WORK TO COMPLETE:
Starting from the line that holds "the white table", print every line through the end of the records, first and last included.

..............................

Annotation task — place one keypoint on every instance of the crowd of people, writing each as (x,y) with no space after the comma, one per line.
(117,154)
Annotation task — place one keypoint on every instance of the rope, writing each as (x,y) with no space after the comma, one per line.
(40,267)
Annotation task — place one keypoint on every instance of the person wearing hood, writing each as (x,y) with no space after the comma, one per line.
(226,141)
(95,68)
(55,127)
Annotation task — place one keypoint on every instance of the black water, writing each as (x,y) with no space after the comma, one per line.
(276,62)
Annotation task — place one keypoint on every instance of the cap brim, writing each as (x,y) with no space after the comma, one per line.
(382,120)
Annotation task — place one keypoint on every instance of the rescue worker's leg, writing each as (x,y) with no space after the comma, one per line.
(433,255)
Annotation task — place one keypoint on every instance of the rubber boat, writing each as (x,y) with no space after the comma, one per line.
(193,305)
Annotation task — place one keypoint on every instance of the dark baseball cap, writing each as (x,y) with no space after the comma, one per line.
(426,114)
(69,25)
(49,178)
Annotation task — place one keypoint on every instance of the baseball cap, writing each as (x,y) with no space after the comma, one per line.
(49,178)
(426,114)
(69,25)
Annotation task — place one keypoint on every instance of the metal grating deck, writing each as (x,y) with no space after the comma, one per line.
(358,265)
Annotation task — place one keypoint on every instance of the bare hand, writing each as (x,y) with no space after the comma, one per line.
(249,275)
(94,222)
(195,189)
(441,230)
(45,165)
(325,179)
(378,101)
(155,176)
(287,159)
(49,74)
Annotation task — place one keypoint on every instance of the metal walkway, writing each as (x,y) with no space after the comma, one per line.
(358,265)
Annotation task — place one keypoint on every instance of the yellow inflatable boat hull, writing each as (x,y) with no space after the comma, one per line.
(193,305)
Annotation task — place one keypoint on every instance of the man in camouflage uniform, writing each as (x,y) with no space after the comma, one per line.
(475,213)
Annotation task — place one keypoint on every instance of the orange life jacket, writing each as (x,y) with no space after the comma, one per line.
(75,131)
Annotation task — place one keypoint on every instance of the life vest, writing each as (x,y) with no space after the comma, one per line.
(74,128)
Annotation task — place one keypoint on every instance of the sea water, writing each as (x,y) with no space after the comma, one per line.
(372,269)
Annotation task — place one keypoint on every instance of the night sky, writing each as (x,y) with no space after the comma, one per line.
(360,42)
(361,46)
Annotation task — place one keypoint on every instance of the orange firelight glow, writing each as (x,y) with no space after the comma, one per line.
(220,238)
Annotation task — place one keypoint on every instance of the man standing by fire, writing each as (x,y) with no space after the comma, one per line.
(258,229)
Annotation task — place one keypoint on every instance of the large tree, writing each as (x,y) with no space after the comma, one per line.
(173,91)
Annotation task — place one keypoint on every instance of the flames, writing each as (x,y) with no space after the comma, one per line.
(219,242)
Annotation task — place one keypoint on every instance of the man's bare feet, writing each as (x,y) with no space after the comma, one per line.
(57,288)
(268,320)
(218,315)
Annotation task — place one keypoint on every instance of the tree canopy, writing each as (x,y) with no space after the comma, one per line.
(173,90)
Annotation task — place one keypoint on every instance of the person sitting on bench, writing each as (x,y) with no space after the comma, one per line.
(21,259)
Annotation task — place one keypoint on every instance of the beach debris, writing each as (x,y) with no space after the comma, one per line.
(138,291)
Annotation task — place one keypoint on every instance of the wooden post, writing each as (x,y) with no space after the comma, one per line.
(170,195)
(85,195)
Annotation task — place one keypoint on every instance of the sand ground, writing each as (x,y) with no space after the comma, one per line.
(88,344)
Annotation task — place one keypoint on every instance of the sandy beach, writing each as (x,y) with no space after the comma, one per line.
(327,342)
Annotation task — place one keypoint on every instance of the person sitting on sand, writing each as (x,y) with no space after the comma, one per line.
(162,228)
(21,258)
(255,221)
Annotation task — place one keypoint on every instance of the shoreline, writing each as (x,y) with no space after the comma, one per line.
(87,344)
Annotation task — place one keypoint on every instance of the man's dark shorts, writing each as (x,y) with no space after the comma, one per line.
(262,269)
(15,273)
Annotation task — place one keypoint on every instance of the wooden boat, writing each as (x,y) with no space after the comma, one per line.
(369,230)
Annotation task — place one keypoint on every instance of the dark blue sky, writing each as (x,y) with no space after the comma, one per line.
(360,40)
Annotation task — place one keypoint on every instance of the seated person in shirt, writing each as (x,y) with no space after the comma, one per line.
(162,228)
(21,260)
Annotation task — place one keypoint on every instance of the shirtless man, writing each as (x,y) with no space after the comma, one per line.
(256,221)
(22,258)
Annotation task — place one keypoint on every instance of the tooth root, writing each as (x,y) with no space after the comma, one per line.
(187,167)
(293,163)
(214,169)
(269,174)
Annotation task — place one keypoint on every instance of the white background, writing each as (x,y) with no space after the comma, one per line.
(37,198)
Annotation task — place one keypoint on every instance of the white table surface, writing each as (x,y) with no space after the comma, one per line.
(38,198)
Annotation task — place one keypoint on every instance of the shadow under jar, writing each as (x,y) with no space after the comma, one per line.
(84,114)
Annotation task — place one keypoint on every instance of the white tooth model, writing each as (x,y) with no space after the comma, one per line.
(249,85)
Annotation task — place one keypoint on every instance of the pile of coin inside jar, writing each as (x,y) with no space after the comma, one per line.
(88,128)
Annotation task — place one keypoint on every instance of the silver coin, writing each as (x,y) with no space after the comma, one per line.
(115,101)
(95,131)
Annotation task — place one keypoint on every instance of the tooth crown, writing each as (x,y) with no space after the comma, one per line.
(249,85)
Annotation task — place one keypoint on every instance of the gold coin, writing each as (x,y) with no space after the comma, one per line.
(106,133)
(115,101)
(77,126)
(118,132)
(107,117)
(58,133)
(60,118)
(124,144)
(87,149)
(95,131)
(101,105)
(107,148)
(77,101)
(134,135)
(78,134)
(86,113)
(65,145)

..............................

RESULT:
Annotation task — place one keypoint on every instance of the white table surface, writing each as (x,y) with no space after the comma, one per line.
(38,198)
Annotation task — place one keypoint on every instance of the shadow under jar, writing each as (x,y) with no space after the comma, one per line.
(84,114)
Annotation task — place one keypoint on every instance of the white tooth model, writing each as (x,y) with no space after the comma, one per line.
(249,85)
Annotation task — place one keypoint on every instance of the pile of coin inside jar, writing each as (x,y) with no space after the comma, one per line.
(88,128)
Annotation task — place one keypoint on every instance of the silver coin, writing each as (x,y) with no space after the comma, one per line.
(115,101)
(95,131)
Annotation task — place one keypoint on every instance of the tooth crown, writing each as (x,y) with no space after the comma, one per line.
(249,85)
Annotation task — place one keypoint on every instance of the gold coin, writing each as (x,y) with no space after the comma, one per line.
(106,133)
(115,101)
(77,126)
(118,132)
(107,117)
(58,133)
(60,118)
(124,144)
(87,149)
(95,131)
(101,105)
(107,148)
(77,101)
(134,135)
(78,134)
(86,113)
(65,145)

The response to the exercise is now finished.